◆ Stated task
Rewrite everything from the line containing "skyline in the photo above." down to the end of the lines, substituting "faraway" for "distant" and leaving the rest unchanged.

——————————

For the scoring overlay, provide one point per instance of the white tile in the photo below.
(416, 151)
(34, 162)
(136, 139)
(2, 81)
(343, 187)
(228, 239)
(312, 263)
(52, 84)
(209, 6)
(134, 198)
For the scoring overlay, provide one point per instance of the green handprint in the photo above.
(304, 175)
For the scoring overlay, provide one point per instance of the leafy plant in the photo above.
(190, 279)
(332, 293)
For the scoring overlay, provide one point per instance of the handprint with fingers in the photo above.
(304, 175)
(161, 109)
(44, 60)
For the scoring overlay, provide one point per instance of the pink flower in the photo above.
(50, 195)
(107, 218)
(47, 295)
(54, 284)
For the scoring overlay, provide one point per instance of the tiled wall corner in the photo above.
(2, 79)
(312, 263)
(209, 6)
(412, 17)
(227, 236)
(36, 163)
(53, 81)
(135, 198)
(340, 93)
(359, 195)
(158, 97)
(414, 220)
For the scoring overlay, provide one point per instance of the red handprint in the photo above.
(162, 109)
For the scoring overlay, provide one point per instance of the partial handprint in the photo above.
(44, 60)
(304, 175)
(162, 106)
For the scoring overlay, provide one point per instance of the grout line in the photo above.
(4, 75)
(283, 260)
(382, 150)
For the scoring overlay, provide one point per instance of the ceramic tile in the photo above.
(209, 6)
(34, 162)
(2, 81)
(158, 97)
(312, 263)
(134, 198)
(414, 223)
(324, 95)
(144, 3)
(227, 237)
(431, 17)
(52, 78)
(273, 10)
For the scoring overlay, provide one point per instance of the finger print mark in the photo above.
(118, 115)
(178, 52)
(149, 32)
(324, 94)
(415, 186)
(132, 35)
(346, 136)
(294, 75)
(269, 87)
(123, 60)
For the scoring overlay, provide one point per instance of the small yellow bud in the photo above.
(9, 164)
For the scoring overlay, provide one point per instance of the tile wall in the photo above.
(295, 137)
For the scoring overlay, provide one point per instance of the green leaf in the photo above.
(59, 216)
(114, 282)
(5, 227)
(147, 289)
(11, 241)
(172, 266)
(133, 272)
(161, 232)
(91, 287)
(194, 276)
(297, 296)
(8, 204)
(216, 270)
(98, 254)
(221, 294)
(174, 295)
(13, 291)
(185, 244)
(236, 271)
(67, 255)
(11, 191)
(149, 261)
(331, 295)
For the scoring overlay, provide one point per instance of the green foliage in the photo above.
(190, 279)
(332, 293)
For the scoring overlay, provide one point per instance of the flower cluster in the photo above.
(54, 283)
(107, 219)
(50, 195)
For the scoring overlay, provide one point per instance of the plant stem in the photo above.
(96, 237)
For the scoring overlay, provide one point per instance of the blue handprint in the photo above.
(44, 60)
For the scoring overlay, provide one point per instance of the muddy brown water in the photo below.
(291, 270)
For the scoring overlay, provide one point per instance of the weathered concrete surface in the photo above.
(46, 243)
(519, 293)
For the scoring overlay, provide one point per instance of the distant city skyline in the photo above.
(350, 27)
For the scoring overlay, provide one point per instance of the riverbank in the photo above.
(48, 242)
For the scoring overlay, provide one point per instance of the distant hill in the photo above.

——————————

◆ Written solution
For the scoring overlay, provide one point per instance of the faraway city skyline in the photo above.
(350, 27)
For the scoring overlay, provide one point per instance of the riverbank in the photo above.
(48, 242)
For the scoring overlay, provide one point per instance of the faraway hill in the photo above.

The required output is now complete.